→ **Records**:
+ + + + +
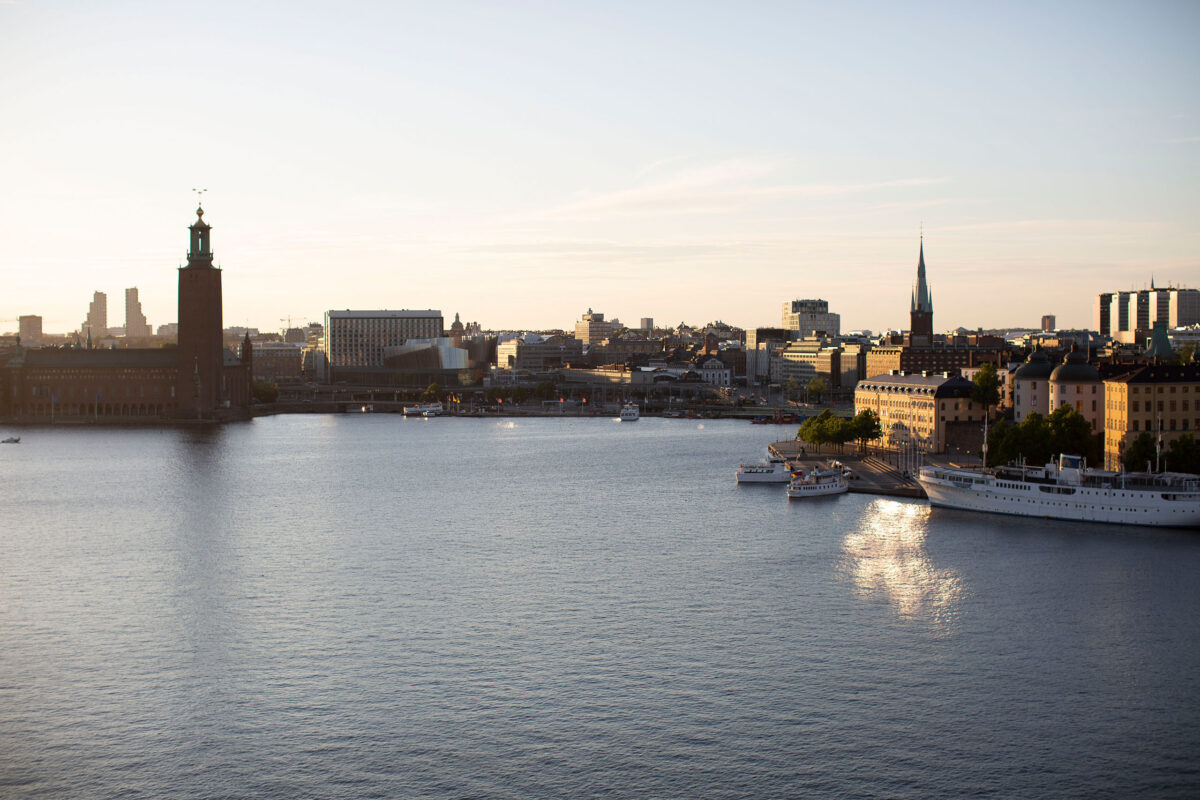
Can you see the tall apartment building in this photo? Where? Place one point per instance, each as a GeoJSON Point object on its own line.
{"type": "Point", "coordinates": [1122, 314]}
{"type": "Point", "coordinates": [810, 318]}
{"type": "Point", "coordinates": [96, 323]}
{"type": "Point", "coordinates": [1163, 401]}
{"type": "Point", "coordinates": [357, 338]}
{"type": "Point", "coordinates": [592, 329]}
{"type": "Point", "coordinates": [30, 330]}
{"type": "Point", "coordinates": [136, 325]}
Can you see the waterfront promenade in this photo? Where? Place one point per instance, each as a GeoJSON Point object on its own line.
{"type": "Point", "coordinates": [873, 474]}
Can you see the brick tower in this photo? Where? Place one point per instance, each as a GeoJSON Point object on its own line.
{"type": "Point", "coordinates": [201, 352]}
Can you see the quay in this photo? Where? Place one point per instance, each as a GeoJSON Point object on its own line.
{"type": "Point", "coordinates": [871, 474]}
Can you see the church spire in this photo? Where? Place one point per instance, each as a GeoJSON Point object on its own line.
{"type": "Point", "coordinates": [922, 300]}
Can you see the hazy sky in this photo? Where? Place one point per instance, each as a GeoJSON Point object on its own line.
{"type": "Point", "coordinates": [521, 162]}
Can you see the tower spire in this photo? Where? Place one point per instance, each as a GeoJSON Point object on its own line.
{"type": "Point", "coordinates": [922, 299]}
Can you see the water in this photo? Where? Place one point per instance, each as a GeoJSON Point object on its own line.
{"type": "Point", "coordinates": [366, 606]}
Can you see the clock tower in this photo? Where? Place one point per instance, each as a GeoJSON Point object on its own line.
{"type": "Point", "coordinates": [199, 388]}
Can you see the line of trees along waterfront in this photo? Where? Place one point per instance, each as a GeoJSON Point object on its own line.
{"type": "Point", "coordinates": [1038, 439]}
{"type": "Point", "coordinates": [829, 429]}
{"type": "Point", "coordinates": [1181, 455]}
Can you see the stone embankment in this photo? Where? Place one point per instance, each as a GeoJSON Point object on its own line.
{"type": "Point", "coordinates": [870, 474]}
+ + + + +
→ **What to produce**: Convert every line of the items above into a JSON list of strings, one string per line, with blank lines skipped and the pictures left out.

→ **Written solution**:
[
  "Can you see the tall apartment building in this photo? Where? Place one point per instance, each as a GeoJSON Point object on its own line.",
  "{\"type\": \"Point\", \"coordinates\": [1122, 314]}",
  "{\"type\": \"Point\", \"coordinates\": [810, 318]}",
  "{\"type\": \"Point\", \"coordinates\": [96, 323]}",
  "{\"type\": \"Point\", \"coordinates\": [1163, 401]}",
  "{\"type\": \"Point\", \"coordinates\": [357, 338]}",
  "{\"type\": \"Point\", \"coordinates\": [592, 329]}",
  "{\"type\": \"Point\", \"coordinates\": [30, 330]}",
  "{\"type\": \"Point\", \"coordinates\": [136, 325]}",
  "Can you see the waterfront promenade in this photo? Where? Place one point per instance, each as a GeoJSON Point object on its own line.",
  "{\"type\": \"Point\", \"coordinates\": [873, 474]}",
  "Can you see the brick tower in this photo? Where? Place one point per instance, each as a GeoJSON Point object on its own line.",
  "{\"type\": \"Point\", \"coordinates\": [201, 352]}",
  "Can you see the quay in this photo? Where? Place one point per instance, each as a GeoJSON Point object on its own line.",
  "{\"type\": \"Point\", \"coordinates\": [871, 474]}",
  "Can you see the church spire in this photo? Where? Place one point per instance, each as a GeoJSON Point object on its own line.",
  "{\"type\": \"Point\", \"coordinates\": [922, 300]}",
  "Can you see the hazy sky in this photo? Where? Place one point per instance, each as a GeoJSON Point object on its own line.",
  "{\"type\": \"Point\", \"coordinates\": [521, 162]}",
  "Can you see the tower spire in this photo? Where? Place one point per instance, each as a GeoJSON Point object on its own line.",
  "{\"type\": \"Point\", \"coordinates\": [922, 299]}",
  "Can you see the water in this photo? Where? Place one point per instance, each as a GeoJSON Point object on its own line.",
  "{\"type\": \"Point\", \"coordinates\": [366, 606]}",
  "Can you see the clock tower in this photo? Where? Place one point per instance, each as a GeoJSON Point object on its own line.",
  "{\"type\": \"Point\", \"coordinates\": [199, 388]}",
  "Can you see the line of trees along waterfront in this photo? Where? Place one point per instance, each as a GeoJSON Point object on its own line.",
  "{\"type\": \"Point\", \"coordinates\": [1038, 439]}",
  "{\"type\": \"Point\", \"coordinates\": [829, 429]}",
  "{\"type\": \"Point\", \"coordinates\": [1181, 455]}",
  "Can you see the stone embankment in this photo? Where? Place one point per instance, each as a GeoJSON Point object on its own line.",
  "{\"type\": \"Point\", \"coordinates\": [870, 474]}"
]